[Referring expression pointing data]
-------
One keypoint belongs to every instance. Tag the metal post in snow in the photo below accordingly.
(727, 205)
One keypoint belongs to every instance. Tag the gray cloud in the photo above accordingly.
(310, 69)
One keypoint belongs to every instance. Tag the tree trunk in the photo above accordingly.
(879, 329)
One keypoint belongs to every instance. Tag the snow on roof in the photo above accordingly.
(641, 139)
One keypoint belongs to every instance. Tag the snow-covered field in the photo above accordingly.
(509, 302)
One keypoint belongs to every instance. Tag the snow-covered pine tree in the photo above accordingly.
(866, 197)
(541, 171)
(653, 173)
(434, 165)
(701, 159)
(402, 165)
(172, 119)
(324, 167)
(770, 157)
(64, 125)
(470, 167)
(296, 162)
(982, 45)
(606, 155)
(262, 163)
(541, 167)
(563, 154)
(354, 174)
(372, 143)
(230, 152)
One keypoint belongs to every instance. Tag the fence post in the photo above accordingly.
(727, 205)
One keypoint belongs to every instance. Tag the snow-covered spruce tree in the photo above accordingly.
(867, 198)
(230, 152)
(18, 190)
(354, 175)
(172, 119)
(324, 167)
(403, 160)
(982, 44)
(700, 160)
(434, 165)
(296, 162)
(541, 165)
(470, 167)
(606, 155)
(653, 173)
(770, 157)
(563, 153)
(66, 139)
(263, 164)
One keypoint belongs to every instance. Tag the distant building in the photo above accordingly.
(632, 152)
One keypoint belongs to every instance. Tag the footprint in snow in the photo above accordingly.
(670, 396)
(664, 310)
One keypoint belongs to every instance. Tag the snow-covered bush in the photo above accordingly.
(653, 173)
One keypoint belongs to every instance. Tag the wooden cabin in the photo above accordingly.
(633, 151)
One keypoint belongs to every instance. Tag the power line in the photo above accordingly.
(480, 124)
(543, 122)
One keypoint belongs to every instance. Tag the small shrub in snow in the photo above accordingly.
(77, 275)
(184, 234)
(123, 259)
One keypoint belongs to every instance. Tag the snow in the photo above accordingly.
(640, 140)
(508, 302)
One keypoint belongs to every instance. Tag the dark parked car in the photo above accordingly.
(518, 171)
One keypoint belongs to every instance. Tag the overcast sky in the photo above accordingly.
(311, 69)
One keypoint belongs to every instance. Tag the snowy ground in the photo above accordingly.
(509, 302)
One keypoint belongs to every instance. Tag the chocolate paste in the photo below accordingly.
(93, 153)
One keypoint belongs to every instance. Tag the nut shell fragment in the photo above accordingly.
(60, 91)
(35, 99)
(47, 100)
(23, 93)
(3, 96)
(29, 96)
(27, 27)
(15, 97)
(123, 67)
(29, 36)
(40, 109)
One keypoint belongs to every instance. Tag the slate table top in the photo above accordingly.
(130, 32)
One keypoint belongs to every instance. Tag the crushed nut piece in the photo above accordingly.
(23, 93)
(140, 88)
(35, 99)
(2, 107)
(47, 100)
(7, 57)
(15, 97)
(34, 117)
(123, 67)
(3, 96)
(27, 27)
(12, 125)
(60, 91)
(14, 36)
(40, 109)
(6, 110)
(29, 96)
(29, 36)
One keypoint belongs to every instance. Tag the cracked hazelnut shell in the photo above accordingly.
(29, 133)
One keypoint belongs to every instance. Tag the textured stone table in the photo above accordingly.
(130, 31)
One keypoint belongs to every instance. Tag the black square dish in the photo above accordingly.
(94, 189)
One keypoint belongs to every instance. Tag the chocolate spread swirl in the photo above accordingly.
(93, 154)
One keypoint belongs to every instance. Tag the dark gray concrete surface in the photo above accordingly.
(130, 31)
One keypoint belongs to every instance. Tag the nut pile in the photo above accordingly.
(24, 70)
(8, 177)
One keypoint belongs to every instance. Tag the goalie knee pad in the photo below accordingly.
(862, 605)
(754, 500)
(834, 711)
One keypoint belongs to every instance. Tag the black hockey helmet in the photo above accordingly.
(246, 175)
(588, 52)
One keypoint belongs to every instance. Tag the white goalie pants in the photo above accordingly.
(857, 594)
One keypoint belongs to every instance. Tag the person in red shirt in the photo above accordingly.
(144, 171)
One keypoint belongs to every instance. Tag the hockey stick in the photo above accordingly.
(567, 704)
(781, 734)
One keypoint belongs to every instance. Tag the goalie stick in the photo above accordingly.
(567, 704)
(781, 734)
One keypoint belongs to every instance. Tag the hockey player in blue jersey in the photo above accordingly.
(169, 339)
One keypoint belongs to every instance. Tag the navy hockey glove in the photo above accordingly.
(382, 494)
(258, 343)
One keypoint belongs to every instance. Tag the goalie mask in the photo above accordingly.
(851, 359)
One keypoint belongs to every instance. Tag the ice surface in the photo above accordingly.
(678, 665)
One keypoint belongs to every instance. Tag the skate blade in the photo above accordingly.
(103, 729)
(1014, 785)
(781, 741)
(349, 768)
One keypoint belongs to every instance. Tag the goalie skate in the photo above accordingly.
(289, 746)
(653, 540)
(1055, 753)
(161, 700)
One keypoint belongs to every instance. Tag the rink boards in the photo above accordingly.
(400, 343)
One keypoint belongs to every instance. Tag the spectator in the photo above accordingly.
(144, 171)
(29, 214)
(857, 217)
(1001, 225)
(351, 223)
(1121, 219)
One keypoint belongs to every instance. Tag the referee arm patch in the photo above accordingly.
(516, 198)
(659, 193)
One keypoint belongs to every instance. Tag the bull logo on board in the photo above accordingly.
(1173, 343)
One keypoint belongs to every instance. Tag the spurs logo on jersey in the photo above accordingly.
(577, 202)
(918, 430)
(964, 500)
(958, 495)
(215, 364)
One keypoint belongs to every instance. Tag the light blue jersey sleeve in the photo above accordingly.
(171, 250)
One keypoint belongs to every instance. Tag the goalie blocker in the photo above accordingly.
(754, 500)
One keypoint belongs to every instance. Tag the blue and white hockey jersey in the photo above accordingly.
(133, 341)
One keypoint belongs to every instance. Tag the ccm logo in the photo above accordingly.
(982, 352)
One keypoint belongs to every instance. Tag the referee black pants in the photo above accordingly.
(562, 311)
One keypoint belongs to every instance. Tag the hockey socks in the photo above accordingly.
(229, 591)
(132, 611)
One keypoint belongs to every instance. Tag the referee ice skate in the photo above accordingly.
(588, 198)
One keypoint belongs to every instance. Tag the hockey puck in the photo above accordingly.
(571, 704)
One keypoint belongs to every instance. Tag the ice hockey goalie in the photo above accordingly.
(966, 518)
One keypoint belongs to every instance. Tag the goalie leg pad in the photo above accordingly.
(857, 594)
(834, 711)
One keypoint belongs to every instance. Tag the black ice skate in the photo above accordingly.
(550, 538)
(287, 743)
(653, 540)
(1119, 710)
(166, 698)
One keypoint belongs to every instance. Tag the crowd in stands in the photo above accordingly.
-------
Task objective: Repeat the records. Match them exactly.

Expected answer:
One keypoint belongs to every instance. Tag the metal post in snow in the photo below accordingly.
(727, 205)
One keypoint belongs to every instance. Tag the gray cloud in the photo above accordingly.
(310, 69)
One keypoint belongs to every instance. Tag the tree trunk in the photo above accordingly.
(879, 329)
One keypoint belongs to every instance. Tag the snow on roof in the photo above accordingly.
(641, 139)
One keypoint belongs to every instance. Tag the snow-covered field in the photo above accordingly.
(509, 302)
One keypoint belongs to every instance. Tag the snow-covered pine tree in the photo above accordingly.
(866, 197)
(541, 171)
(653, 173)
(434, 165)
(701, 159)
(402, 165)
(172, 119)
(324, 167)
(770, 157)
(64, 125)
(470, 167)
(296, 162)
(982, 45)
(606, 155)
(262, 163)
(541, 167)
(563, 154)
(354, 174)
(372, 143)
(230, 152)
One keypoint belongs to every instance. Tag the fence post in the photo above accordingly.
(727, 205)
One keypoint belongs to every instance. Tag the snow-covered spruce tree in the photo above accordingly.
(867, 198)
(230, 152)
(18, 190)
(354, 175)
(172, 119)
(324, 167)
(403, 160)
(982, 44)
(700, 160)
(434, 165)
(296, 162)
(541, 165)
(470, 167)
(606, 155)
(653, 173)
(770, 157)
(563, 153)
(66, 139)
(263, 164)
One keypoint belongs to every instance. Tag the distant building in the photo above accordingly.
(632, 152)
One keypoint belongs to every instance. Tag the footprint in snow in the photo above accordingly.
(670, 396)
(664, 310)
One keypoint belongs to every instance. Tag the snow-covered bush in the photo above accordingly.
(653, 173)
One keypoint belongs to every instance. Tag the wooden cabin in the photo above accordingly.
(633, 151)
One keypoint belongs to every instance. Tag the power line in the photo above accordingly.
(480, 124)
(543, 122)
One keypoint belongs to every instance. Tag the small shrub in snow in the photo above accordingly.
(77, 275)
(184, 234)
(123, 259)
One keypoint belongs to every instance. Tag the snow in the photo above accordingly.
(640, 140)
(508, 302)
One keypoint belongs to every instance. Tag the dark parked car in the photo above accordingly.
(518, 171)
One keypoint belongs to every instance. Tag the overcast sky in the photo above accordingly.
(311, 69)
One keypoint belongs to every instance. Tag the snowy ground in the photo above accordingly.
(509, 302)
One keypoint belongs to every instance. Tag the chocolate paste in the photo below accordingly.
(93, 153)
One keypoint belongs to every instance. Tag the nut shell fragment in the photo above accordingly.
(60, 91)
(35, 99)
(47, 100)
(23, 93)
(3, 96)
(29, 96)
(27, 27)
(15, 97)
(123, 67)
(29, 36)
(40, 109)
One keypoint belongs to every instance. Tag the slate table top in the photo above accordingly.
(130, 32)
One keypoint belongs to every instance. Tag the crushed nut piece in the photo above accordingly.
(23, 93)
(140, 88)
(35, 99)
(2, 107)
(47, 100)
(7, 57)
(15, 97)
(34, 117)
(123, 67)
(3, 96)
(27, 27)
(12, 125)
(60, 91)
(14, 36)
(40, 109)
(6, 110)
(29, 96)
(29, 36)
One keypoint belongs to every instance. Tag the cracked hazelnut shell in the photo above accordingly.
(29, 133)
One keypoint belongs to every instance. Tag the textured stone table in the photo above accordingly.
(130, 31)
One keypoint belongs to every instance. Tag the black square dish in the photo above accordingly.
(94, 189)
One keypoint belongs to every instance. Tag the chocolate spread swirl in the photo above accordingly.
(93, 154)
One keypoint belongs to every instance. Tag the dark gray concrete surface in the photo above accordingly.
(130, 31)
One keypoint belongs to every instance. Tag the nut pile in the photo above accordingly.
(24, 70)
(8, 177)
One keypoint belongs to every instance. Tag the goalie knee pad in the photo below accordingly.
(862, 605)
(754, 500)
(834, 711)
One keypoint belongs to every instance. Tag the black hockey helmet in the photo above accordingly.
(246, 175)
(588, 52)
One keypoint belongs to every instance. Tag the white goalie pants in the photo above accordingly.
(857, 594)
One keypoint belongs to every instance. Tag the person in red shirt in the photo above accordingly.
(144, 171)
One keypoint belongs to every instance. Tag the hockey stick in the photo above accordingly.
(567, 704)
(781, 734)
One keypoint belongs to every instance. Tag the goalie stick in the photo above accordingly.
(567, 704)
(781, 734)
One keypoint belongs to every instance. Tag the hockey player in blue jersey in the photo above accordingly.
(169, 339)
One keypoint belongs to every instance. Tag the navy hockey glove in the photo above accordingly.
(382, 494)
(258, 343)
One keypoint belongs to every instance. Tag the goalie mask in the photo above accordingly.
(851, 359)
One keypoint belongs to every instance. Tag the ice surface in the photo above accordingly.
(678, 665)
One keypoint belongs to every instance. Tag the skate blade in the photo above accordingly.
(103, 729)
(1014, 785)
(781, 741)
(349, 768)
One keypoint belongs to every instance. Tag the goalie skate in the photo above accordingly.
(289, 746)
(653, 540)
(1055, 753)
(161, 700)
One keypoint belongs to every instance. Tag the rink boards in the photo above accordingly.
(400, 343)
One keypoint belongs to every instance. Tag the spectator in the photo above accordingly.
(144, 171)
(29, 214)
(857, 217)
(1001, 225)
(351, 223)
(1121, 219)
One keypoint belongs to every instance. Tag the referee arm patch in the photo above accordingly.
(516, 198)
(659, 193)
One keypoint belongs to every instance. Tag the bull logo on board in the photo above accordingly.
(1173, 343)
One keypoint belongs to every instance. Tag the spurs logo on jersey in the photo above accordingly.
(577, 202)
(918, 430)
(964, 500)
(958, 495)
(215, 364)
One keypoint belongs to every instance. Tag the light blue jersey sleeve in the photo above accordingly.
(171, 250)
One keypoint belongs to every instance. Tag the goalie blocker in the photo above accordingly.
(754, 500)
One keypoint belongs to every instance. Tag the blue and white hockey jersey in the photo above accordingly.
(133, 341)
One keypoint belongs to every instance. Tag the ccm logo in the photo above accordingly.
(982, 352)
One keypoint belongs to every instance. Tag the referee black pants in the photo above accordingly.
(562, 311)
One keypoint belongs to every instance. Tag the hockey socks in the photo above accordingly.
(229, 591)
(132, 611)
One keypoint belongs to every instance. Tag the referee ice skate in the photo above accordingly.
(588, 198)
One keypoint belongs to every instance. Tag the hockey puck in the photo above accordingly.
(571, 704)
One keypoint belongs to every instance. Tag the ice hockey goalie in the photo above accordingly.
(966, 518)
One keypoint belongs to every instance. Tag the goalie leg pad in the photo above accordingly.
(857, 594)
(834, 711)
One keypoint belongs to every instance. Tag the black ice skate in the photo above accordingly.
(550, 538)
(287, 743)
(653, 540)
(1119, 710)
(166, 698)
One keypoint belongs to every instance. Tag the crowd in stands in the photo above accordingly.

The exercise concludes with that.